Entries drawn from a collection
------------------------------------------------

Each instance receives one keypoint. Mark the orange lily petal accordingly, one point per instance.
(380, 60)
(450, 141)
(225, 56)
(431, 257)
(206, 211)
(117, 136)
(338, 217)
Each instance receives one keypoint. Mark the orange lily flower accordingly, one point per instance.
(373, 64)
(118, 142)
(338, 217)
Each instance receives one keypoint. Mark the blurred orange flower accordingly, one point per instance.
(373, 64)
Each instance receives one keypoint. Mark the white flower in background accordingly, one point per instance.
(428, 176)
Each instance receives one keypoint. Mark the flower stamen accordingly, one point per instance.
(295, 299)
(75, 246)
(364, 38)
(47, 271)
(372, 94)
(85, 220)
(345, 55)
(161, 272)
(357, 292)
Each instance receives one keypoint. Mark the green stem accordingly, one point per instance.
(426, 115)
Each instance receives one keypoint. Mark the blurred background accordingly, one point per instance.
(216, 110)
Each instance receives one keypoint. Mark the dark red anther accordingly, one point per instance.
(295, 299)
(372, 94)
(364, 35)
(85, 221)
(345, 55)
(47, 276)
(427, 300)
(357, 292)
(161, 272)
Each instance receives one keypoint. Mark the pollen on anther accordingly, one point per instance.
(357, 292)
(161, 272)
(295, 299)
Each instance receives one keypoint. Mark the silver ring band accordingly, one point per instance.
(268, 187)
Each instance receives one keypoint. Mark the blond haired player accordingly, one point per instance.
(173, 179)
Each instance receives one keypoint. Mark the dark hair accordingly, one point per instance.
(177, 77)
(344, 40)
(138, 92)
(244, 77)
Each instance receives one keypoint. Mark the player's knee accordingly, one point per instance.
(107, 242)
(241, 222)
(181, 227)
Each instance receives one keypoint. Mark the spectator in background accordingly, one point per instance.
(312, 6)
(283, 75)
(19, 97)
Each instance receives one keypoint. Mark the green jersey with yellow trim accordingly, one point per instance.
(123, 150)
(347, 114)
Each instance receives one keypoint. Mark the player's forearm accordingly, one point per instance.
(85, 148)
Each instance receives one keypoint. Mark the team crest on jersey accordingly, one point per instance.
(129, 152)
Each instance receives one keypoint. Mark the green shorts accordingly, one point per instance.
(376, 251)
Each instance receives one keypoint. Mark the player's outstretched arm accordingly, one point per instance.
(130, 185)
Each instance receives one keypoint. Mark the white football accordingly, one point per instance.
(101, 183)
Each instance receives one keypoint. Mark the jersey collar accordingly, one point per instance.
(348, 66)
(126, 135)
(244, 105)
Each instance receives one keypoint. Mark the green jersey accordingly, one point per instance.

------------------------------------------------

### BRIEF
Return, unchanged, the lines of the items from the line containing "Each instance receives one keypoint. Mark the player's knee" up to and including the last line of the items.

### PROBLEM SOLUTION
Each instance receives one keypoint. Mark the player's knee accordingly, one point per instance.
(107, 242)
(241, 222)
(181, 227)
Each instance receives one keypoint. Mark the spectator in background accordingly, one point per instance.
(312, 6)
(283, 75)
(19, 97)
Each instance receives one keypoint. Mark the green jersey with yellow trim accordingly, one point per instance.
(123, 150)
(347, 114)
Each instance receives one keypoint. Mark the player's forearm accordingly, one point per instance.
(85, 148)
Each instance receives one keypoint. Mark the team crest on jersey accordingly, one point per instance.
(129, 152)
Each instance receives one keypoint. Mark the green shorts accordingly, one point per instance.
(376, 251)
Each instance receives one keypoint. Mark the player's outstretched arm accordingly, one point per instance.
(130, 185)
Each instance receives one keypoint. Mark the white football accordingly, one point per instance.
(101, 183)
Each instance receives one keypoint. Mark the jersey collar accordingly, one point per instance.
(348, 66)
(126, 135)
(244, 105)
Each instance receives one keypoint. Mark the green jersey accordingly, one point per instance.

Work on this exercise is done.